TREŚĆ DOKUMENTU:
Czego nie należy robić
Nigdy, pod żadnym pozorem nie wolno:
uruchamiać silnika bez oleju w skrzyni biegów (morderstwo sprzęgła i łożysk ślizgowych skrzyni)
wlewać do skrzyni biegów benzyny celem przepłukania przed wlaniem nowego oleju (uszczelniacze Simmera wykonane są z gumy, która twardnieje pod wpływem kontaktu z benzyną, co nieodwracalnie je uszkadza, i może nas zmusić do rozbiórki silnika)
zdejmować koła magnesowego przez podważanie łyżką do opon, śrubokrętem, przecinakiem, kawałkiem drewna, itp. (jedyny słuszny sposób zdjęcia koła magnesowego to użycie odpowiedniego ściągacza, który można wykonać samemu z kawałka grubej blachy i trzech śrub, lub zamówić w warsztacie ślusarskim. Dostępny jest także w sprzedaży wysyłkowej i większości sklepów z częściami do starych motocykli, kosztuje 5÷10 zł)
dokręcać pokrywy gaźnika za pomocą jakichkolwiek narzędzi, co prędzej, czy później prowadzi do nieodwracalnego uszkodzenia gwintu; do dokręcenia pokrywy wystarczy siła dłoni!!!
dolewać do benzyny rozpuszczalników, alkoholu, itp. w celu "zwiększenia kopa" (nie dotyczy osób, które chcą szybko dobić swój motocykl)
spawać połączeń śrubowych, które uległy zniszczeniu i nie spełniają swojej funkcji (istnieje dużo sposobów, aby je naprawić)
szlifować magnesów koła magnesowego, w celu wyeliminowania tarcia o cewki (nie powinienem tego pisać, ale jeżeli nie ma innej możliwości, to szlifujcie rdzenie cewek, nigdy magnesy!--szlifowanie cewek też nie jest prawidłowe, ale zdecydowanie mniej szkodliwe)

DOSTARCZONE INFORMACJE:
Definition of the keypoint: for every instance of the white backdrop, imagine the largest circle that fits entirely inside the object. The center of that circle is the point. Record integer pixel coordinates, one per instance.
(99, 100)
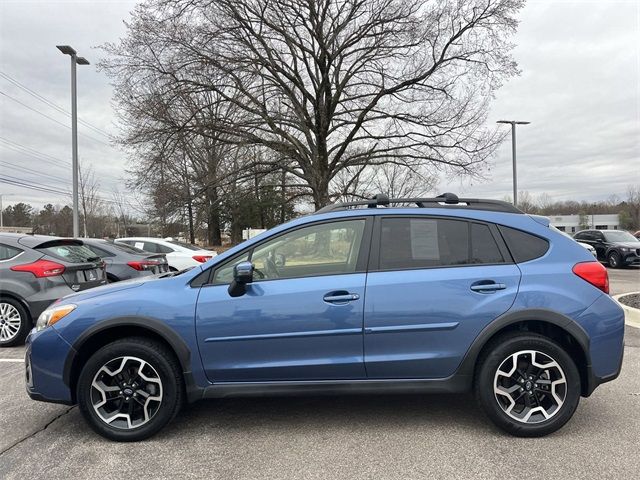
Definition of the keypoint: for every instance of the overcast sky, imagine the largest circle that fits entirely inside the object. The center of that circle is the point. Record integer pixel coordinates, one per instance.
(580, 88)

KRÓTKIE ĆWICZENIE A: Zamień w tekście o motocyklu „dłoni” na „palców” i przepisz fragment od „dokręcać pokrywy gaźnika” aż do „aby je naprawić)” włącznie.
KRÓTKIE ĆWICZENIE B: Z jakiego materiału według tekstu o motocyklu wykonane są uszczelniacze Simmera?
KRÓTKIE ĆWICZENIE C: Wymień wszystkie przedmioty, którymi według tekstu o motocyklu nie należy podważać koła magnesowego.
Listing nie ma tu żadnego znaczenia.

ROZWIĄZANIE ZADANIA A:
dokręcać pokrywy gaźnika za pomocą jakichkolwiek narzędzi, co prędzej, czy później prowadzi do nieodwracalnego uszkodzenia gwintu; do dokręcenia pokrywy wystarczy siła palców!!!
dolewać do benzyny rozpuszczalników, alkoholu, itp. w celu "zwiększenia kopa" (nie dotyczy osób, które chcą szybko dobić swój motocykl)
spawać połączeń śrubowych, które uległy zniszczeniu i nie spełniają swojej funkcji (istnieje dużo sposobów, aby je naprawić)

ROZWIĄZANIE ZADANIA B: Z gumy, która twardnieje pod wpływem kontaktu z benzyną.

ROZWIĄZANIE ZADANIA C: łyżka do opon, śrubokręt, przecinak, kawałek drewna